=== EXCERPT PROVIDED ===
--- START ---

Egypt’s Doctor’s Syndicate has referred four doctors to a disciplinary committee for promoting a device touted by the Egyptian military as a “cure” for Hepatitis C and HIV/AIDS, the syndicate announced in a statement.
According to the statement, the four doctors – Ahmed Ali Moenes, Sally Mostafa Mahmoud, Ahmed Abdallah Sabry and Wael Ahmed Mohamed Attia – will be investigated for their involvement in announcing and promoting the device before the necessary scientific steps were taken to verify the device’s efficacy. The promotion of the device therefore led to the “intentional harming of millions of Egyptian citizens who waited for treatment by said device,” the syndicate’s statement reads.
Meanwhile, five other doctors have been cleared of involvement in the same case.
In 2014, the Egyptian military unveiled a “breakthrough” device that was said to be able to diagnose and treat Hepatitis C and HIV/AIDS, in addition to other diseases. The “Complete Cure Device,” or CCD, was said to draw blood from the inflicted patients, eliminate the disease and return the disease-free blood to the body.
Major-General Ibrahim Abdel Atti, who led the unveiling of the device, refused to explain the mechanism behind the device and said that the device simply “takes diseases and turns them into Kofta.”
At the time of the unveiling, many people, including the Egyptian president’s Scientific Advisor, criticized the presentation of the device without adequate scientific testing and review, and said it was a sham. Abdel Atti was also the subject of a long-running joke from many comedians and satirists, many of whom now refer to the discredited devices as “Kofta-Gate” – a reference to former US President Nixon’s Watergate scandal.
Egyptians currently have one of the highest number of cases of Hepatitis C in the world, with the World Health Organization saying in 2015 that approximately 22 percent of Egyptian blood donors tested positive for the deadly disease.
The epidemic began decades ago, when the government carried out a mass vaccination campaign for Egyptians against the Belharzia disease but medical professionals administering the vaccinations failed to adequately sterilize the syringes between uses, causing the Hepatitis virus to spread rapidly.
Lacking in infrastructure to deal with the virus, Egypt suffers from a particularly high morbidity and mortality rate, with 40,000 dying from the disease each year. It is estimated that roughly 15 million Egyptians currently suffer from Hepatitis C and there are 170,000 to 200,000 new cases each year.
In response to the epidemic, Egypt opened its first factory for the local production of “Sofosbuvir” – a drug that contains the active ingredient in “Sovaldi,” the US-approved medication commonly used to cure the virus.

--- END ---

=== PROVIDED DATA ===
--- START ---

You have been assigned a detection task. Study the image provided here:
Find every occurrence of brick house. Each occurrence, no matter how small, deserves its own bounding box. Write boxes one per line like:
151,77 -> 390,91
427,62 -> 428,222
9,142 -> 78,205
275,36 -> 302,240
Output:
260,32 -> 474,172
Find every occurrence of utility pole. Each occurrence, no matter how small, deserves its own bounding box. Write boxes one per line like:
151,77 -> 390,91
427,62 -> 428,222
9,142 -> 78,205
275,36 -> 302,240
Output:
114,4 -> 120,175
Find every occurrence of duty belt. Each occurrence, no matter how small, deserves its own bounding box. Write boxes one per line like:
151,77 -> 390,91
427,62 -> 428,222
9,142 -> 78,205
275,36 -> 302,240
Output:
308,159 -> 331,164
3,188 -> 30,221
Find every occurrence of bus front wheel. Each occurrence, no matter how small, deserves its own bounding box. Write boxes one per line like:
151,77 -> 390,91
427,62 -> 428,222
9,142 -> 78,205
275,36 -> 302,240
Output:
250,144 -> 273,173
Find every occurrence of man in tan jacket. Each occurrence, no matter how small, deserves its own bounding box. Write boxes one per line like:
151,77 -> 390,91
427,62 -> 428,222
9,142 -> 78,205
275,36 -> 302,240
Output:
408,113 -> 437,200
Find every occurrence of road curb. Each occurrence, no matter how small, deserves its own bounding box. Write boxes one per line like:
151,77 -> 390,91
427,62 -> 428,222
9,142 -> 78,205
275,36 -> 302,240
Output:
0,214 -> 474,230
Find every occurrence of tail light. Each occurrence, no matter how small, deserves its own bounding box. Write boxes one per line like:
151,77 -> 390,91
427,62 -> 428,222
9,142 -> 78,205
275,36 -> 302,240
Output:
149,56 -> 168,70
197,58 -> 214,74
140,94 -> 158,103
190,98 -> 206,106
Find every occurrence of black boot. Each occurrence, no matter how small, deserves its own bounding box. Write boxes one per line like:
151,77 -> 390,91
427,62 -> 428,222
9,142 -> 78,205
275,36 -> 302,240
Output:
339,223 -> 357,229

--- END ---

=== WHAT YOU WILL DO ===
**a)** According to the article about the Hepatitis C device, how many people in Egypt die from the disease each year?
**b)** List the four doctors whom the article about the Hepatitis C device says were referred to a disciplinary committee.

=== ANSWERS FOR THE TASKS ===
**a)** 40,000

**b)** Ahmed Ali Moenes, Sally Mostafa Mahmoud, Ahmed Abdallah Sabry, Wael Ahmed Mohamed Attia